(EXERCISE INSTRUCTIONS): Reproduce all the records below, replacing "even-odd" with "nonzero winding" wherever it occurs and keeping everything else the same.
──────── DATASET
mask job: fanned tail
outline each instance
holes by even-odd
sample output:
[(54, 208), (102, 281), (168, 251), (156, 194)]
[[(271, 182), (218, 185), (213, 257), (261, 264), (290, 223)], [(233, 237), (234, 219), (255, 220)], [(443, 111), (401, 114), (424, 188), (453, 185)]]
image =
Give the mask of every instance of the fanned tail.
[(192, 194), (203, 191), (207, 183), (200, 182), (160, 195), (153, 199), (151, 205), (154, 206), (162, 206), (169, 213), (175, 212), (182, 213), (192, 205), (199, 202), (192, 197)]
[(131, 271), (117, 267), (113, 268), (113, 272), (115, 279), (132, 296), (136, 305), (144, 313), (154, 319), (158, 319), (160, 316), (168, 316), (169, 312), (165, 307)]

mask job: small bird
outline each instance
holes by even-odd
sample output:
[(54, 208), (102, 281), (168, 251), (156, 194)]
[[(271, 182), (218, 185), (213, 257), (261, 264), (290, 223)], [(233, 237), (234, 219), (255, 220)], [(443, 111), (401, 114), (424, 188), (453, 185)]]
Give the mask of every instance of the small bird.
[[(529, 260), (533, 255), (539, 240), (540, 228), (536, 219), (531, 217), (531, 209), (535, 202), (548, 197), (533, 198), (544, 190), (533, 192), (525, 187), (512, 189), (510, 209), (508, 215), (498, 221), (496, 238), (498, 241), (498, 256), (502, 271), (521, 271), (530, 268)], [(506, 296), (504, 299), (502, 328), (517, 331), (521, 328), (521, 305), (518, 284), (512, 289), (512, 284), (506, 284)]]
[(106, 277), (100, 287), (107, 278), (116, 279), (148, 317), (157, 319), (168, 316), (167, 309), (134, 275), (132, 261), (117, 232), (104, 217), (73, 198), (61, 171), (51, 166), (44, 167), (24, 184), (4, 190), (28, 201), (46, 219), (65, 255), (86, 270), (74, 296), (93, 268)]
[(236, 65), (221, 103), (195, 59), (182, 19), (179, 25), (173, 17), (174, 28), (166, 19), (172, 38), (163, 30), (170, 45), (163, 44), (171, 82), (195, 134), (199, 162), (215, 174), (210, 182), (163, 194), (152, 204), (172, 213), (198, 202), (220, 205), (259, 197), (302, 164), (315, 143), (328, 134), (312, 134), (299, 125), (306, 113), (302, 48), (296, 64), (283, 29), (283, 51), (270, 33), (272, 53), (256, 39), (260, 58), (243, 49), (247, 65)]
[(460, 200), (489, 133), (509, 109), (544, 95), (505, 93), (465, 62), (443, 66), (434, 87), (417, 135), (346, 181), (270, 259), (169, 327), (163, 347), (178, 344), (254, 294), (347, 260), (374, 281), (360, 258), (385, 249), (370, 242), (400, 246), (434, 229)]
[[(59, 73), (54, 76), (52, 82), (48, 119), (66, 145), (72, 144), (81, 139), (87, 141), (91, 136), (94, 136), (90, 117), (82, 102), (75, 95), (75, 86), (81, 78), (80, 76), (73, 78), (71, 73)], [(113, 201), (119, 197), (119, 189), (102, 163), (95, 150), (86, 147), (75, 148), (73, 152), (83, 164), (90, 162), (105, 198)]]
────────────────
(PROBLEM SOLUTION):
mask job: fanned tail
outline each instance
holes by nonzero winding
sample output:
[(54, 208), (102, 281), (168, 251), (156, 194)]
[[(271, 182), (218, 185), (213, 257), (261, 264), (290, 223)], [(233, 237), (234, 219), (255, 220)], [(443, 111), (401, 114), (424, 188), (453, 185)]]
image =
Give the mask of every instance of the fanned tail.
[(192, 194), (203, 191), (207, 183), (200, 182), (160, 195), (153, 199), (151, 205), (154, 206), (162, 206), (169, 213), (175, 212), (182, 213), (192, 205), (199, 202), (192, 197)]
[(131, 271), (117, 267), (113, 268), (113, 272), (115, 279), (132, 296), (136, 305), (144, 313), (154, 319), (158, 319), (160, 316), (168, 316), (169, 312), (165, 307)]

mask job: small bird
outline each instance
holes by nonzero winding
sample output:
[(54, 208), (102, 281), (168, 251), (156, 194)]
[[(271, 182), (218, 185), (213, 257), (261, 264), (290, 223)], [(233, 237), (234, 219), (255, 220)], [(443, 111), (401, 114), (424, 188), (453, 185)]]
Give the mask of every instance of the small bird.
[[(529, 260), (533, 255), (539, 240), (540, 228), (536, 219), (531, 217), (531, 209), (535, 202), (548, 197), (533, 198), (544, 190), (533, 192), (525, 187), (512, 189), (510, 209), (508, 215), (498, 221), (496, 238), (498, 241), (498, 256), (502, 271), (521, 271), (530, 268)], [(506, 296), (504, 299), (502, 328), (517, 331), (521, 328), (521, 305), (518, 284), (512, 289), (512, 284), (506, 284)]]
[(106, 277), (100, 287), (107, 278), (116, 279), (148, 317), (157, 319), (168, 316), (167, 309), (134, 275), (132, 261), (117, 232), (104, 217), (73, 198), (61, 171), (51, 166), (44, 167), (24, 184), (4, 190), (28, 201), (46, 219), (65, 255), (86, 270), (74, 296), (93, 268)]
[(236, 65), (221, 103), (195, 59), (182, 19), (179, 25), (173, 17), (174, 28), (166, 19), (172, 38), (163, 30), (170, 45), (163, 44), (171, 82), (195, 134), (199, 162), (215, 174), (210, 182), (163, 194), (152, 204), (172, 213), (198, 202), (220, 205), (259, 197), (302, 164), (315, 143), (328, 134), (312, 134), (299, 125), (306, 113), (302, 48), (296, 64), (283, 29), (283, 51), (270, 33), (272, 53), (256, 39), (260, 58), (243, 49), (247, 65)]
[(460, 200), (489, 133), (509, 109), (544, 95), (505, 93), (465, 62), (443, 66), (434, 87), (417, 135), (346, 181), (270, 259), (169, 327), (163, 347), (178, 344), (254, 294), (347, 260), (374, 281), (360, 258), (385, 249), (370, 242), (400, 246), (434, 229)]
[[(59, 73), (54, 76), (52, 82), (48, 119), (66, 145), (72, 144), (81, 139), (87, 141), (91, 136), (94, 136), (90, 117), (82, 102), (75, 95), (75, 86), (81, 78), (80, 76), (73, 78), (71, 73)], [(113, 201), (119, 197), (119, 189), (102, 163), (95, 150), (86, 147), (75, 148), (73, 152), (83, 164), (90, 162), (105, 198)]]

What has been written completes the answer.